WORK TO BE COMPLETED → Rewrite the records below with "turning-movement log" changed to "traffic count sheet" everywhere it appears, keeping every other character the same.

Point-based annotation records →
::::::::

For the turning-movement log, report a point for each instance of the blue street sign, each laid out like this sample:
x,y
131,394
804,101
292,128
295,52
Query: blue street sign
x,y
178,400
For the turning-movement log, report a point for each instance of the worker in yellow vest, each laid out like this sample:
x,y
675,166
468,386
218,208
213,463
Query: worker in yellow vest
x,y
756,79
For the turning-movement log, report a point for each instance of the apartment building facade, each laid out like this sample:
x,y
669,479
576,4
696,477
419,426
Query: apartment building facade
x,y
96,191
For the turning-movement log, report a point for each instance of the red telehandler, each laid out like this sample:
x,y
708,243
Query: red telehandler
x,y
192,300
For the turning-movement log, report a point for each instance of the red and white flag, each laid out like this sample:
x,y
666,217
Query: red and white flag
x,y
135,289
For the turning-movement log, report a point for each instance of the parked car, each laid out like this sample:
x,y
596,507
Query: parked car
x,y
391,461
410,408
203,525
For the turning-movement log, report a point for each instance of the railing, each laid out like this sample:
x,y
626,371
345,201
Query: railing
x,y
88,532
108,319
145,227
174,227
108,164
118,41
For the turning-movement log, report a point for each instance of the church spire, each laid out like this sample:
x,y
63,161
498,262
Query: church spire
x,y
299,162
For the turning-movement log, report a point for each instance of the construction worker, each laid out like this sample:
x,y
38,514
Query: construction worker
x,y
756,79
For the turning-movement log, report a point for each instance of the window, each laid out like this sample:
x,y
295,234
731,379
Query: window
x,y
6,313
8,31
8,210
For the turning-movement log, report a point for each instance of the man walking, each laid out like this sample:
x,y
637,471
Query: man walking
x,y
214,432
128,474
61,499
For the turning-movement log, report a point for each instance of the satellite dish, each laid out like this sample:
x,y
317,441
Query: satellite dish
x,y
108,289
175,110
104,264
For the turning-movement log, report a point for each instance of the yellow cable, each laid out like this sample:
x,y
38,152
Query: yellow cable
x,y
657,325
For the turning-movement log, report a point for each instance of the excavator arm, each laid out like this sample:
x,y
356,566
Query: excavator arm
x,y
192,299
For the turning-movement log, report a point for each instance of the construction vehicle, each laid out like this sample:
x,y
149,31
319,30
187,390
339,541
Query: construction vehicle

::::::::

WRITTEN SOLUTION →
For the traffic count sheet, report a point for each instance of the blue street sign, each laid out like this sample:
x,y
131,394
804,101
292,128
295,52
Query: blue street sign
x,y
178,400
For the traffic count sheet, report a point for each instance of the worker in yellow vest, each laid out like this sample:
x,y
675,166
468,386
218,208
213,463
Query: worker in yellow vest
x,y
756,79
For the traffic count sheet, report a point for each instance of the apartment building facade, each laid out like this sample:
x,y
669,479
576,4
696,477
419,426
Query: apartment building facade
x,y
96,191
For the traffic count sheet, report a point for each instance of the red telehandler, each laid out like this sample:
x,y
708,243
Query: red telehandler
x,y
192,300
For the traffic count sheet, report a point for each instance of the red and white flag, each laid out like this sample:
x,y
666,217
Query: red and white flag
x,y
135,289
For the traffic count sheet, report a point for each instance of the parked car, each laid out like this sample:
x,y
596,507
Query: parked car
x,y
391,461
410,408
203,525
For the traffic count sheet, report a point for each instance of the railing, each laid out like this sample:
x,y
626,371
345,201
Query: railing
x,y
88,532
108,319
145,227
174,227
108,164
118,41
For the traffic count sheet, report a point for each instance of the church spire, each laid out like this sample:
x,y
63,161
498,262
Query: church spire
x,y
299,162
For the traffic count sheet, report a point for each instance of the construction worker, each laid out like this sample:
x,y
38,514
Query: construction worker
x,y
756,79
For the traffic count sheet, report a point for each instance of the window, each laid out like this sample:
x,y
295,234
731,379
Query: window
x,y
6,313
8,31
8,210
For the traffic count sheet, report a point for each instance of the man walking, each laid out like this sample:
x,y
637,471
Query: man walking
x,y
214,432
128,474
61,499
For the traffic count sheet, report a point for each instance of the satellite dish, each laid out like this sample:
x,y
317,441
Query: satellite dish
x,y
108,289
175,110
104,264
For the traffic count sheet, report a point for each instance of the yellow cable, each laid out like this sample:
x,y
38,152
Query: yellow cable
x,y
657,325
For the traffic count sheet, report a point for each instance of the excavator arm, each laid out like this sample:
x,y
356,566
Query: excavator arm
x,y
192,299
For the traffic count sheet, report a point for each instance of the construction vehicle, each laid out like this sample:
x,y
149,31
319,30
187,390
339,541
Query: construction vehicle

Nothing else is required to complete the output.